[Исходный отрывок]
=====

Пушкин в очередной раз был озадачен. Литературный вкус царя оказался плосковатым – Николай Павлович очень неплохо разбирался в инженерных и архитектурных вопросах, а в понимании шекспировских подходов он явно не дотягивал до того, что Пушкину казалось элементарным. Это разочаровывало – стало понятно, что уровень цензора далеко не всегда будет стоять вровень с уже решёнными художественными задачами.

Само собой разумеется, что о печатании трагедии после предложения о переделке трагедии в увлекательную историю не могло быть и речи. Пушкин несколько дней подумал, и написал Бенкендорфу ответ, начинавшийся и заканчивавшийся обычными для подобных писем вежливостями. Вот главная часть этого письма: «С чувством глубочайшей благодарности получил я письмо Вашего превосходительства, уведомляющее меня о всемилостивейшем

отзыве его величества касательно моей драматической поэмы. Согласен, что она более сбивается на исторический роман, нежели на трагедию, как государь император изволил заметить. Жалею, что я не в силах уже переделать мною однажды написанное.

В непродолжительном времени буду иметь честь, по приказанию Вашего превосходительства, переслать Вам мелкие мои стихотворения».

Поэт отстаивал своё право писать то, что он видел так, как он видел, здесь ничто и никто не могли бы его переубедить. При этом хочется сказать несколько слов о «мелких стихотворениях», упомянутых Пушкиным в этом письме. В числе этих стихотворений – несколько шедевров, известных нам чуть ли не с детских лет – нет надобности их тут перечислять, я всего лишь повторю здесь предложение, уже не раз высказанное на страницах этой книги: для подтверждения моей правоты читателю достаточно всего лишь взять список стихотворений Пушкина за 1826, ну – и за 1825 годы, и на свой выбор перечитать несколько любых, взятых подряд. А в конце 1826 года он написал свои «Стансы», обращённые к императору Николаю. Стихотворение начиналось так:

В надежде славы и добра

Гляжу вперед я без боязни:

Начало славных дней Петра

Мрачили мятежи и казни…

А заканчивалось оно так:

Семейным сходством будь же горд;

Во всем будь пращуру подобен:

Как он, неутомим и тверд,

И памятью, как он, незлобен.

Стихотворение породило много толков среди людей, сохранивших либеральные взгляды и некое злорадство среди сторонников строгой государственной линии – мол, припёрло – запел голубчик по-другому, но мы с Вами понимаем, что на самом деле всё было не так – Пушкин наконец начинал понимать меру ответственности поэта за сказанное слово и пытался по своему поддержать императора в благих начинаниях, ну и – воззвать в последней строке стихотворения к милосердию – на данном этапе безуспешно, поскольку император и без того считал своё отношение к наказанию декабристов весьма милосердным. Скорее всего, это так и было на самом деле.

=====

[Перечень материалов]
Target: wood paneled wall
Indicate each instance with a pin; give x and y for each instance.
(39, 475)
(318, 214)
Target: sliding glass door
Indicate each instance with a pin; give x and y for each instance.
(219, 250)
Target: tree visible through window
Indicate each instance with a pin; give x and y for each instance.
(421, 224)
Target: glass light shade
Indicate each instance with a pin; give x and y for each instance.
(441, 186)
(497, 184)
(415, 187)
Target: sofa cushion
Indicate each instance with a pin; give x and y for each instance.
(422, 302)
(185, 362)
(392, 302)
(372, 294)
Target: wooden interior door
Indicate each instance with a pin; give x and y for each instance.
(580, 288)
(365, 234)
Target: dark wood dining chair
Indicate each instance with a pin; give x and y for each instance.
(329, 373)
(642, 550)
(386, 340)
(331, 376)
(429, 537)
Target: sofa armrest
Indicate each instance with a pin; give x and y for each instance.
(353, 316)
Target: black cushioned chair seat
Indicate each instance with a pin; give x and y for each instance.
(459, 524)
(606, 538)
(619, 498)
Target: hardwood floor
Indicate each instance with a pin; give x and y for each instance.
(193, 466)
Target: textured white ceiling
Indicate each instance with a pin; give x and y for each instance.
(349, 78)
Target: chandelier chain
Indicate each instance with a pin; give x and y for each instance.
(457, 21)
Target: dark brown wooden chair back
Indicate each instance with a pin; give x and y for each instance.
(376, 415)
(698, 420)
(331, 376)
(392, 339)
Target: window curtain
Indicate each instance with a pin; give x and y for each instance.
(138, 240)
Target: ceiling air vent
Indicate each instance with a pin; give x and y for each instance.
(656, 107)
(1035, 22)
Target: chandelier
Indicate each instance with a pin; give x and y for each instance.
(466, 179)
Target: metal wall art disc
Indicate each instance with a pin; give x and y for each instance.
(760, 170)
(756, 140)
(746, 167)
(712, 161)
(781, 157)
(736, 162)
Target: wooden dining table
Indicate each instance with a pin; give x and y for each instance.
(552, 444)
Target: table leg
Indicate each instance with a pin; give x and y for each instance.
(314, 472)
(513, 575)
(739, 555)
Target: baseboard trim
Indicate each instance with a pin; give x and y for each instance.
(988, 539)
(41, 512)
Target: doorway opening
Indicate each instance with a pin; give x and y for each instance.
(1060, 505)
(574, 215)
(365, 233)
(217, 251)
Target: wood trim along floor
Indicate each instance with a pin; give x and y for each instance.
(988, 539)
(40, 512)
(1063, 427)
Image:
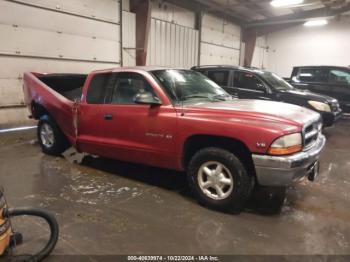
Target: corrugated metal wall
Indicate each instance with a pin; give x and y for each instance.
(54, 36)
(173, 39)
(129, 38)
(220, 41)
(84, 35)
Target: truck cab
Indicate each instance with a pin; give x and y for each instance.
(332, 81)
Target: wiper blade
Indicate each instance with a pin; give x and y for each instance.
(196, 96)
(221, 97)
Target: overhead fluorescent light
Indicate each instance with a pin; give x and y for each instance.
(284, 3)
(318, 22)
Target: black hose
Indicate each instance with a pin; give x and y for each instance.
(49, 218)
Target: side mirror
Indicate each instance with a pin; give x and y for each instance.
(147, 98)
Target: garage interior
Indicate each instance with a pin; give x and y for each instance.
(106, 207)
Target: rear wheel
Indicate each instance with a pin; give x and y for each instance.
(50, 137)
(219, 180)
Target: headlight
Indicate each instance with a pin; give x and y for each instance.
(320, 106)
(286, 145)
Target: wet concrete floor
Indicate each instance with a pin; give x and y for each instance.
(106, 207)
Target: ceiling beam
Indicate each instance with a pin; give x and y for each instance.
(210, 7)
(300, 16)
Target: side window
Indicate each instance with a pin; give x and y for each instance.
(97, 90)
(248, 81)
(339, 76)
(219, 76)
(312, 75)
(127, 86)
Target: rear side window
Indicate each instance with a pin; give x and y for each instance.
(312, 75)
(97, 89)
(219, 76)
(127, 86)
(339, 76)
(247, 80)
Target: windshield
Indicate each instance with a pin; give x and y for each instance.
(187, 85)
(275, 81)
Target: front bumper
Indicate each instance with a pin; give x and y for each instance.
(330, 118)
(284, 170)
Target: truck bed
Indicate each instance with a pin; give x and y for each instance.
(56, 94)
(68, 85)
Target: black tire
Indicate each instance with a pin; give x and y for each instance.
(242, 180)
(60, 142)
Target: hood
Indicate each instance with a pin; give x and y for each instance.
(306, 95)
(272, 111)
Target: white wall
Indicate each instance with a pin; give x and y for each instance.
(220, 41)
(173, 39)
(260, 57)
(297, 46)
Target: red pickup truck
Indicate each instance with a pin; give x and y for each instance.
(181, 120)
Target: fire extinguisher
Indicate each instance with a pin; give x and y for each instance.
(9, 239)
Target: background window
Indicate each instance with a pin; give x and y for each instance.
(219, 77)
(127, 86)
(247, 81)
(339, 76)
(312, 75)
(97, 89)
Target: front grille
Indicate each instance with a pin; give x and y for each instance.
(311, 133)
(335, 107)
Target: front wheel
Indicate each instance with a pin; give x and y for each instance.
(50, 137)
(219, 180)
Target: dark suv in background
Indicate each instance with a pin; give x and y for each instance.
(249, 83)
(333, 81)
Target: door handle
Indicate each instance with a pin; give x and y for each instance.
(108, 117)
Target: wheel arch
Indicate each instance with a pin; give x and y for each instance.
(38, 110)
(197, 142)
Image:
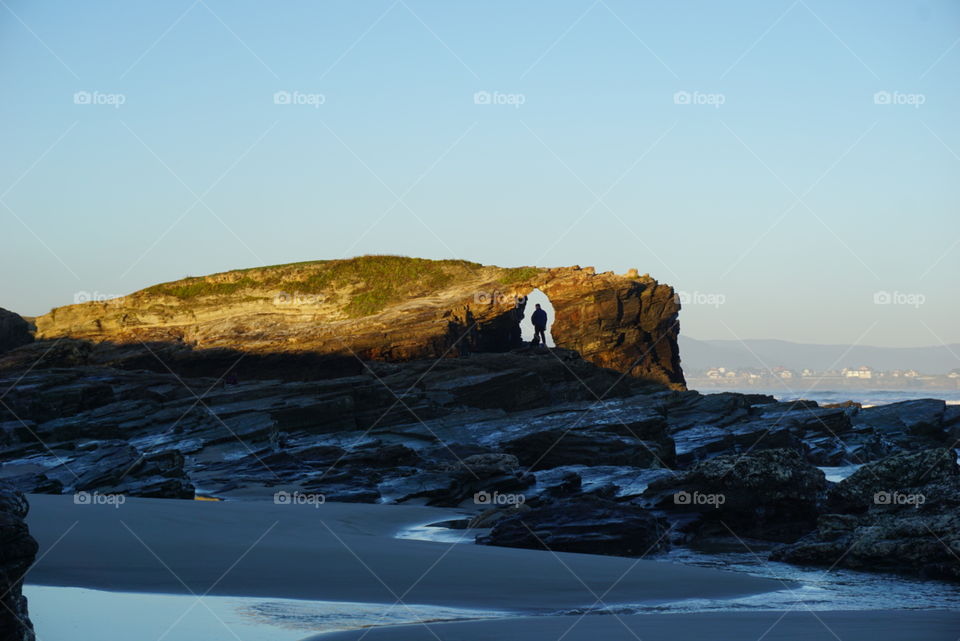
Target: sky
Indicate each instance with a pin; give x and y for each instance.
(790, 167)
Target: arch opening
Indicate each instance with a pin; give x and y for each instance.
(526, 325)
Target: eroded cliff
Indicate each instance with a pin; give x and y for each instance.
(394, 309)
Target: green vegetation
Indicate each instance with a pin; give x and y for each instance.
(373, 282)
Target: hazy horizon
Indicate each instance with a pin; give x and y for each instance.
(789, 167)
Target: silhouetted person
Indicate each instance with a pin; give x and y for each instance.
(516, 336)
(539, 320)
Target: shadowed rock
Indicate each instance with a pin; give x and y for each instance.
(584, 524)
(17, 552)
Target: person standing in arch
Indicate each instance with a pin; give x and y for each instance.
(539, 320)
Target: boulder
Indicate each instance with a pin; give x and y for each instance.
(932, 472)
(765, 494)
(17, 552)
(900, 514)
(14, 331)
(588, 446)
(586, 524)
(914, 542)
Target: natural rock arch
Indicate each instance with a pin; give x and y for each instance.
(626, 322)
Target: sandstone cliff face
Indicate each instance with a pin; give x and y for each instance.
(392, 309)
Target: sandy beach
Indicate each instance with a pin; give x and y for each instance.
(347, 552)
(723, 626)
(338, 552)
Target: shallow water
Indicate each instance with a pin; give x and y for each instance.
(864, 396)
(817, 589)
(68, 614)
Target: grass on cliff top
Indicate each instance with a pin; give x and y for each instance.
(375, 281)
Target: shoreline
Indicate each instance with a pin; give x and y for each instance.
(347, 555)
(338, 552)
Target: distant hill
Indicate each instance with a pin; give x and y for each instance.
(703, 354)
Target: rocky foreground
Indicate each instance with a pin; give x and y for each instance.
(552, 451)
(17, 552)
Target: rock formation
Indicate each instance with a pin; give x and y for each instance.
(17, 551)
(393, 309)
(14, 331)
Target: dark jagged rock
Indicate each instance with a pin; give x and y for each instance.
(909, 424)
(904, 473)
(14, 331)
(913, 542)
(585, 524)
(588, 446)
(766, 494)
(17, 552)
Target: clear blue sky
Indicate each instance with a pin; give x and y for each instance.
(781, 213)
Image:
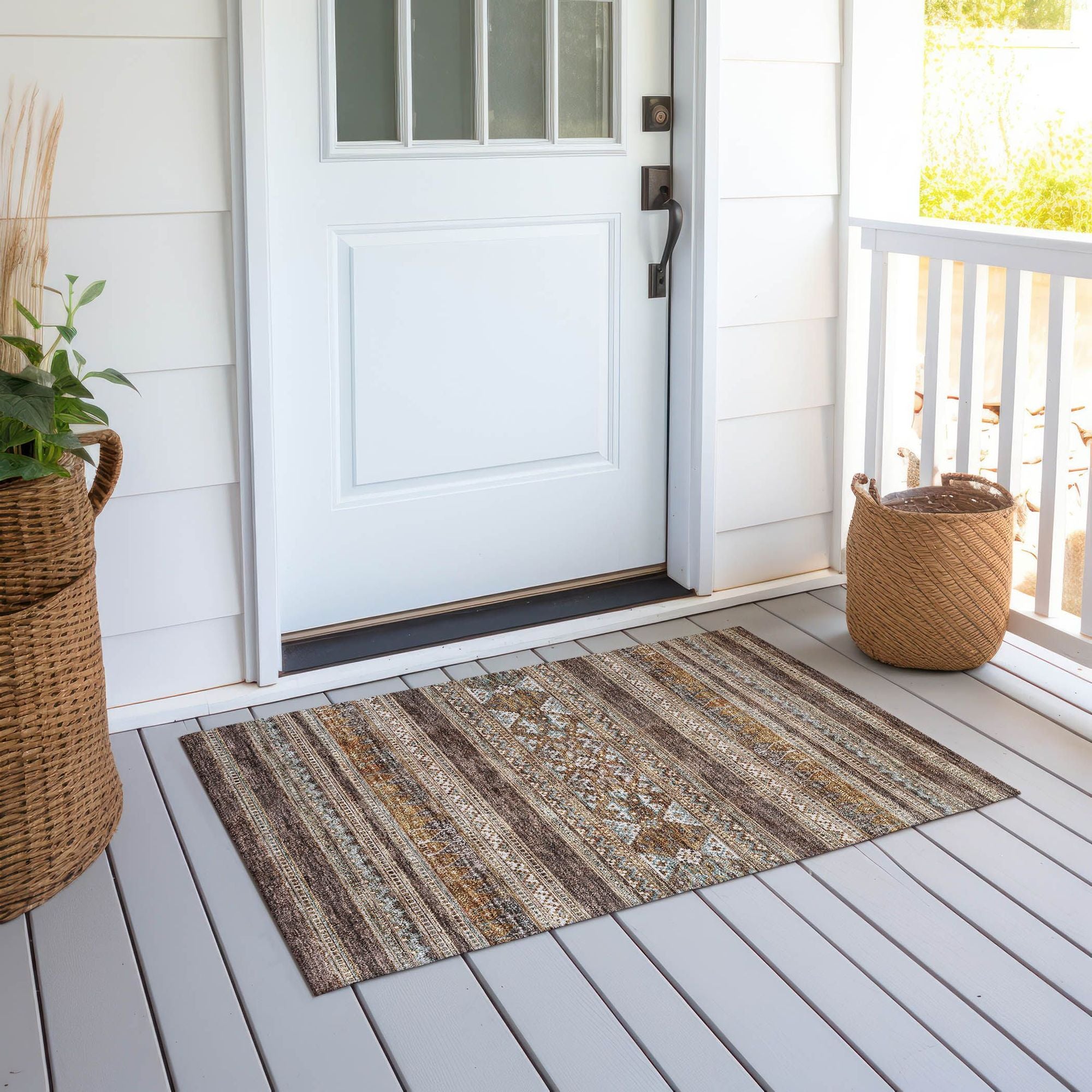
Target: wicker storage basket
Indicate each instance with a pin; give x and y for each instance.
(61, 797)
(930, 573)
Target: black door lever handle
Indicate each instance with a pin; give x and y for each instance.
(658, 272)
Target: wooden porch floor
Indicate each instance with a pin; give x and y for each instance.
(949, 958)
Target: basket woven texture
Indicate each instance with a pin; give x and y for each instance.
(930, 573)
(61, 796)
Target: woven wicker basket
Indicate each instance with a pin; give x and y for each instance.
(930, 573)
(61, 797)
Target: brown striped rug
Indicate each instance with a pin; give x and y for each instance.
(394, 832)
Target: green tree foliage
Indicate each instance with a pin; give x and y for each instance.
(987, 158)
(1008, 15)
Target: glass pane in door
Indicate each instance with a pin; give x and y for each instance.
(443, 69)
(367, 73)
(586, 64)
(517, 69)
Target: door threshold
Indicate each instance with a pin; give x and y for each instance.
(405, 635)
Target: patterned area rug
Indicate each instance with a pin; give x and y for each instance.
(394, 832)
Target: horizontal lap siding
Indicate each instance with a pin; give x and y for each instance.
(143, 199)
(778, 284)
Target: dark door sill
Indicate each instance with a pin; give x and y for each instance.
(369, 642)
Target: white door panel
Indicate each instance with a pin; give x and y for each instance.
(471, 379)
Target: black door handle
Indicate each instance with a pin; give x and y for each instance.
(658, 274)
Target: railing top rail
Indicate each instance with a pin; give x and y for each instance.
(1064, 253)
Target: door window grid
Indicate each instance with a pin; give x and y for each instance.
(603, 38)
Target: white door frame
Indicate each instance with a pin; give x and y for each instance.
(693, 369)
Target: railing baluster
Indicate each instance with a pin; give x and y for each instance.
(972, 367)
(1057, 426)
(939, 317)
(1014, 376)
(1087, 575)
(877, 365)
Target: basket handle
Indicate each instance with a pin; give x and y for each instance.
(859, 488)
(110, 467)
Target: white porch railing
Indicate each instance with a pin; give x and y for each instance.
(896, 372)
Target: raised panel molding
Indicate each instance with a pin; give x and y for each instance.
(776, 467)
(146, 127)
(771, 551)
(531, 304)
(169, 299)
(775, 367)
(779, 129)
(786, 31)
(778, 260)
(169, 559)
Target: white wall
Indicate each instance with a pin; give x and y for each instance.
(778, 284)
(143, 198)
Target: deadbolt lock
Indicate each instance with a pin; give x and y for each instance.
(658, 114)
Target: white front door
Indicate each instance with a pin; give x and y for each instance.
(470, 376)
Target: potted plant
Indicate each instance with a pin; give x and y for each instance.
(61, 797)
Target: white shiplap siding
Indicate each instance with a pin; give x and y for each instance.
(143, 198)
(778, 286)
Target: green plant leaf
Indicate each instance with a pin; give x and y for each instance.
(15, 434)
(67, 383)
(29, 403)
(73, 411)
(31, 350)
(113, 376)
(32, 374)
(69, 442)
(28, 315)
(28, 469)
(92, 292)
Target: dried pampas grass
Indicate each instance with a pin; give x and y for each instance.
(28, 156)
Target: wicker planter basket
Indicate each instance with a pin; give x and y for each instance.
(930, 573)
(61, 797)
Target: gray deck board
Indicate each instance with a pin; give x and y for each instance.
(1023, 935)
(687, 1052)
(175, 942)
(562, 1022)
(881, 1030)
(1034, 828)
(1057, 709)
(966, 1031)
(1051, 894)
(1031, 1012)
(22, 1047)
(445, 1034)
(786, 1042)
(99, 1027)
(307, 1042)
(953, 957)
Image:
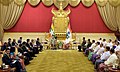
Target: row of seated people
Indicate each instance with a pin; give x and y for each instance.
(18, 54)
(104, 55)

=====

Почему, согласно отрывку о Пушкине, призыв к милосердию в последней строке «Стансов» на тот момент остался безуспешным?

[Ответ ниже] Император и без того считал своё отношение к наказанию декабристов весьма милосердным, поэтому призыв к милосердию на него не подействовал.